(Try it) Rewrite the lines of the data from the very start through the line containing "180L85 133L0 117L2", swapping "rough mask" for "coarse mask" and changing nothing else. Return only those lines.

(Working data Opens)

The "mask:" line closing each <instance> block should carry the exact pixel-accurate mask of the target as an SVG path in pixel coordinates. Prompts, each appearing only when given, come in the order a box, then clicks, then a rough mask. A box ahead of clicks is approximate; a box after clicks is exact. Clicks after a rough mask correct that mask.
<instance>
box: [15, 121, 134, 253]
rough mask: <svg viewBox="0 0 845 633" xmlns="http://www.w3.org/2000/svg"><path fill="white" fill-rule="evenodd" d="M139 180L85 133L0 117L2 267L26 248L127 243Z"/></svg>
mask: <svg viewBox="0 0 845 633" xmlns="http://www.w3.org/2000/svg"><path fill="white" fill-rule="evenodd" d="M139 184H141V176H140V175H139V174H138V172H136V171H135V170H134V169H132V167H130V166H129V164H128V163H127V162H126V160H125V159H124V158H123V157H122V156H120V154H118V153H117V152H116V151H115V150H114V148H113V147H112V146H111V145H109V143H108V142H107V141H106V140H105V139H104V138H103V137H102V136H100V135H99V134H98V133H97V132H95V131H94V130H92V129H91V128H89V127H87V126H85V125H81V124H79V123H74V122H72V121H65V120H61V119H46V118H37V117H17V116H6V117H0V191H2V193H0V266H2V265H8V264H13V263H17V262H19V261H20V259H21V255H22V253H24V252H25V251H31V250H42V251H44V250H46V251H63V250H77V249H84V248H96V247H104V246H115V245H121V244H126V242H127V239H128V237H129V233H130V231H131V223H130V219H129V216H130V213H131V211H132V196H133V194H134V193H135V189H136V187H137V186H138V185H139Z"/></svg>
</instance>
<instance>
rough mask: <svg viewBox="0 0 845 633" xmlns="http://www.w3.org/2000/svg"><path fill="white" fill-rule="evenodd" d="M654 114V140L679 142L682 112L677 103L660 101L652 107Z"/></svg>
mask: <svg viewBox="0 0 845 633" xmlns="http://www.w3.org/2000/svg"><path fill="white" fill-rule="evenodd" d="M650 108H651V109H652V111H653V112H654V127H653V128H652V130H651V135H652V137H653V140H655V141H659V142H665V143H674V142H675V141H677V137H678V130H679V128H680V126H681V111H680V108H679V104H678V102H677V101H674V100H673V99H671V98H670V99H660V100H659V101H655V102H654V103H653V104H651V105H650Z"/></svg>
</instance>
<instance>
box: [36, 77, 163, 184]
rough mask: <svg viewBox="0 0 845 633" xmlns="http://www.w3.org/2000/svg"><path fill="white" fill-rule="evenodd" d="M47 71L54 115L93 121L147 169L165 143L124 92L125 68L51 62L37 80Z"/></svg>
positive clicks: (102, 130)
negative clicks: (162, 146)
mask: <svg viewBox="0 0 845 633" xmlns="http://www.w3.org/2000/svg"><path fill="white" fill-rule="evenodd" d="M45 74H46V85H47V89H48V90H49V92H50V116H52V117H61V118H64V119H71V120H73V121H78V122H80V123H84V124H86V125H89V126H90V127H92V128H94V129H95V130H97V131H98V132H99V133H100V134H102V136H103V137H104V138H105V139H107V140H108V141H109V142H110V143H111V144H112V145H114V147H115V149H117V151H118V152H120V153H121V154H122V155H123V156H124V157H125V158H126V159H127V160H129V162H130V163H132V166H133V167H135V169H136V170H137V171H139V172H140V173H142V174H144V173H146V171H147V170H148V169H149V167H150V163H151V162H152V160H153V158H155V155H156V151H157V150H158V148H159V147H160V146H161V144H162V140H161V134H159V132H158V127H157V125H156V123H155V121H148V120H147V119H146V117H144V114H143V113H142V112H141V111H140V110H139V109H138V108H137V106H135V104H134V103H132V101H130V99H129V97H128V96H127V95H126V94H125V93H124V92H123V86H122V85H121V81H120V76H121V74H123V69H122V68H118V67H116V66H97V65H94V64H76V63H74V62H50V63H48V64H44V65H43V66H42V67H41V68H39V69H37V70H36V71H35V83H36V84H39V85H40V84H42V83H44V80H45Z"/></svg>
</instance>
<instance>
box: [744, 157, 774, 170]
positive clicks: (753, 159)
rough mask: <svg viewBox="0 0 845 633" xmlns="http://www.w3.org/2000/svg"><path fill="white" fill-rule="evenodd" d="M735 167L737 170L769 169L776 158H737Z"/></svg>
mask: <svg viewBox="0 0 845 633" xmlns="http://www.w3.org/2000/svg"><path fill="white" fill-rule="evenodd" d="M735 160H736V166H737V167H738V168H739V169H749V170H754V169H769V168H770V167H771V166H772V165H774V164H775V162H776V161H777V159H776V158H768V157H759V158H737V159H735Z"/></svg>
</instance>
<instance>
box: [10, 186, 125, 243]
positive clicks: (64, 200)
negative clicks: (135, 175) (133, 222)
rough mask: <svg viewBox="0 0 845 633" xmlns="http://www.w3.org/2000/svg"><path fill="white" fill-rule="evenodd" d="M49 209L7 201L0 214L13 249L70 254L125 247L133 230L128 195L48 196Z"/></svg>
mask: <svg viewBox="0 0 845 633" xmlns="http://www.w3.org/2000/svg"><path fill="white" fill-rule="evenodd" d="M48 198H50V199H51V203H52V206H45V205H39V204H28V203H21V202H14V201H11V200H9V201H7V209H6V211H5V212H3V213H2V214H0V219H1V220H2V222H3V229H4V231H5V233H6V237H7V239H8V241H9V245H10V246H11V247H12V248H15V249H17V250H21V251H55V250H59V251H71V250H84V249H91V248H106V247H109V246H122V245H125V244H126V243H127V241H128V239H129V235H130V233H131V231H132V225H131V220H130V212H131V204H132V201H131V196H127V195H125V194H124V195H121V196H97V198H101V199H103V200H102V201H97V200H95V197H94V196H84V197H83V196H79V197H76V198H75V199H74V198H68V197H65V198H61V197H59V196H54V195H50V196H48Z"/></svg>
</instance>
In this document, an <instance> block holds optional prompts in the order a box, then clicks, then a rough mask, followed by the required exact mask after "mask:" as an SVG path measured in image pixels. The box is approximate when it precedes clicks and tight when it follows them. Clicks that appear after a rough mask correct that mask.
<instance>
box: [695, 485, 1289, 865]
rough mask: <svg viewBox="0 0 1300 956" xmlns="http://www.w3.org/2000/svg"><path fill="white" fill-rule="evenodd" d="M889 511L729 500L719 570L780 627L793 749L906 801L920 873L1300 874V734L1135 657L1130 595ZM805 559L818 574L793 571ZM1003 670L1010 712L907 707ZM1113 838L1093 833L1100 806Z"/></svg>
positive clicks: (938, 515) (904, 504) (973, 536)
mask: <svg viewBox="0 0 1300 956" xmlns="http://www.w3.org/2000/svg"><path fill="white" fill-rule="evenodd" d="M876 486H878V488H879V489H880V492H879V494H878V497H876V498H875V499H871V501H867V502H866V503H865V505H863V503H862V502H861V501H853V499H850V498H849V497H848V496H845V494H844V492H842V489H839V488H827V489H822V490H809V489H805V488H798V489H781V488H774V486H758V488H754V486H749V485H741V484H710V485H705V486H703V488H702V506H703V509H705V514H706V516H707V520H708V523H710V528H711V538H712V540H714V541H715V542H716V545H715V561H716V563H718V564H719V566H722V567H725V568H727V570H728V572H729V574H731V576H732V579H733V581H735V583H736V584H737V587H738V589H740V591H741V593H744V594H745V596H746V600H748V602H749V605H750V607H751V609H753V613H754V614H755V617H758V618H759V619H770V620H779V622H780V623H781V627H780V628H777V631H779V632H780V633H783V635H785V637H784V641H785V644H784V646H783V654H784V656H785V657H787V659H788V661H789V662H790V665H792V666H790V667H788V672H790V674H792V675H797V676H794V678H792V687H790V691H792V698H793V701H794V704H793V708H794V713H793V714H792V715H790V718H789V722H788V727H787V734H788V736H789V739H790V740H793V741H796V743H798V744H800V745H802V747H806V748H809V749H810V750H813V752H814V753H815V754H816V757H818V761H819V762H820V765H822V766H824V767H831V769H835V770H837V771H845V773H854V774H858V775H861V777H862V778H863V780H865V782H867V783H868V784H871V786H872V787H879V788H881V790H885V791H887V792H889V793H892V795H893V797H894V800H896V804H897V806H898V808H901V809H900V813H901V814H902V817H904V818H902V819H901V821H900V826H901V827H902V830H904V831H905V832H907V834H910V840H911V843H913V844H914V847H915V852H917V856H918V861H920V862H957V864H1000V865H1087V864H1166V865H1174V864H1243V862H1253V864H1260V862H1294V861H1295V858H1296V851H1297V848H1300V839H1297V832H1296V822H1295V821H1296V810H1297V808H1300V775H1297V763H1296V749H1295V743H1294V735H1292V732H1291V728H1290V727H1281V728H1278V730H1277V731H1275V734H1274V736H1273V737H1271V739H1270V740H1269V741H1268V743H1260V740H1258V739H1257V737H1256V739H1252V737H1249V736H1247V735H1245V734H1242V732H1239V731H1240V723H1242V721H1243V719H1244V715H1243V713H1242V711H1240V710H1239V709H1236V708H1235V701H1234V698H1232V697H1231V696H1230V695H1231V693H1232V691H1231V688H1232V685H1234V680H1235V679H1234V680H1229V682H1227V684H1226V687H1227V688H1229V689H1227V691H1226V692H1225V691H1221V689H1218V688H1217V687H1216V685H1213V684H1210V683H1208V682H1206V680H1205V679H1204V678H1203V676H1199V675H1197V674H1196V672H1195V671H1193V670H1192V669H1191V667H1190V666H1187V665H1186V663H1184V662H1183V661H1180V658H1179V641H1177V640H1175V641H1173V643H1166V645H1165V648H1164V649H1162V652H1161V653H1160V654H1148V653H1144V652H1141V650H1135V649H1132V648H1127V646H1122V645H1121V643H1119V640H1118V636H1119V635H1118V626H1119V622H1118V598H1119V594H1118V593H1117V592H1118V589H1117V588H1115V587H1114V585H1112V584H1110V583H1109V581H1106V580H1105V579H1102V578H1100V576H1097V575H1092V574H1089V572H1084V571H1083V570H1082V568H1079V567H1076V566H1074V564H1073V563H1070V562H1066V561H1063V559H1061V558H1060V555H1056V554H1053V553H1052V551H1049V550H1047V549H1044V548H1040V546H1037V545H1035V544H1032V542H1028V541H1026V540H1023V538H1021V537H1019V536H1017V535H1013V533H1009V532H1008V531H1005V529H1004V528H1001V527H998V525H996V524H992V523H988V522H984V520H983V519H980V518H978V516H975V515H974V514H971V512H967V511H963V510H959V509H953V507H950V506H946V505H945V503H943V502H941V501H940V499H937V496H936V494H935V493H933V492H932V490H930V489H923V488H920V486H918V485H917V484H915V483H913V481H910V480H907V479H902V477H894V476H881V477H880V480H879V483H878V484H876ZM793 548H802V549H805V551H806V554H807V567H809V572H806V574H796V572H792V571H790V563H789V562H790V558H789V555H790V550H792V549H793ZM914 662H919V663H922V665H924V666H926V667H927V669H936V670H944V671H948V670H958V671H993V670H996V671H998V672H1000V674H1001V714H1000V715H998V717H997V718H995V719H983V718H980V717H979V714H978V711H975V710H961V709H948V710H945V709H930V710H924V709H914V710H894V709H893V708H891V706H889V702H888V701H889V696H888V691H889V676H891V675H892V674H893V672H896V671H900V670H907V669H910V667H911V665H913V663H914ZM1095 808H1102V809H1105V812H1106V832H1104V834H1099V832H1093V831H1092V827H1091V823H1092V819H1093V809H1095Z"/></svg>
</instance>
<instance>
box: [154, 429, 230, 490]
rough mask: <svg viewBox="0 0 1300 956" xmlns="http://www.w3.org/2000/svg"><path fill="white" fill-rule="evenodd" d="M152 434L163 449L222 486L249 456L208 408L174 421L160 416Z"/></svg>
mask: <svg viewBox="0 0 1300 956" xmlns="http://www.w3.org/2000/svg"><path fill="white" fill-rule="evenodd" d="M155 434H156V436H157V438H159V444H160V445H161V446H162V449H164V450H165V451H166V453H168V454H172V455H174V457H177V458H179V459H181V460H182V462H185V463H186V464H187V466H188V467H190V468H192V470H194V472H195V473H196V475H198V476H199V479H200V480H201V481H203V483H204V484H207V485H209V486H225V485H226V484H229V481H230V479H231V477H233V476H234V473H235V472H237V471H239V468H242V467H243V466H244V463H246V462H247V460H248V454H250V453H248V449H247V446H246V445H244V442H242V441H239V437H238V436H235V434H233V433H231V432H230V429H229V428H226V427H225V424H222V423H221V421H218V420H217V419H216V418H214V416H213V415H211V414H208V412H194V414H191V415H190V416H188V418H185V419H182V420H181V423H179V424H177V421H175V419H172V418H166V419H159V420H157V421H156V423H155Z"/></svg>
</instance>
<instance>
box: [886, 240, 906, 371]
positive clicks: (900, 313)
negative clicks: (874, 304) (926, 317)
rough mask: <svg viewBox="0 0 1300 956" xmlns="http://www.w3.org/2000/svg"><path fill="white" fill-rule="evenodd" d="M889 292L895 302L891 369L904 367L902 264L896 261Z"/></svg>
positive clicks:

(Working data Closes)

(Output for this exercise)
The "mask:" line closing each <instance> block should carry the exact pixel-accurate mask of the target as an SVG path in pixel coordinates. Prompts, each appearing only when given, come in the order a box, then clicks, then a coarse mask. A box ahead of clicks is approximate; a box after clicks is exact. Clicks after a coarse mask correct that mask.
<instance>
box: [15, 121, 134, 253]
coarse mask: <svg viewBox="0 0 845 633" xmlns="http://www.w3.org/2000/svg"><path fill="white" fill-rule="evenodd" d="M139 180L85 133L0 117L2 267L26 248L127 243Z"/></svg>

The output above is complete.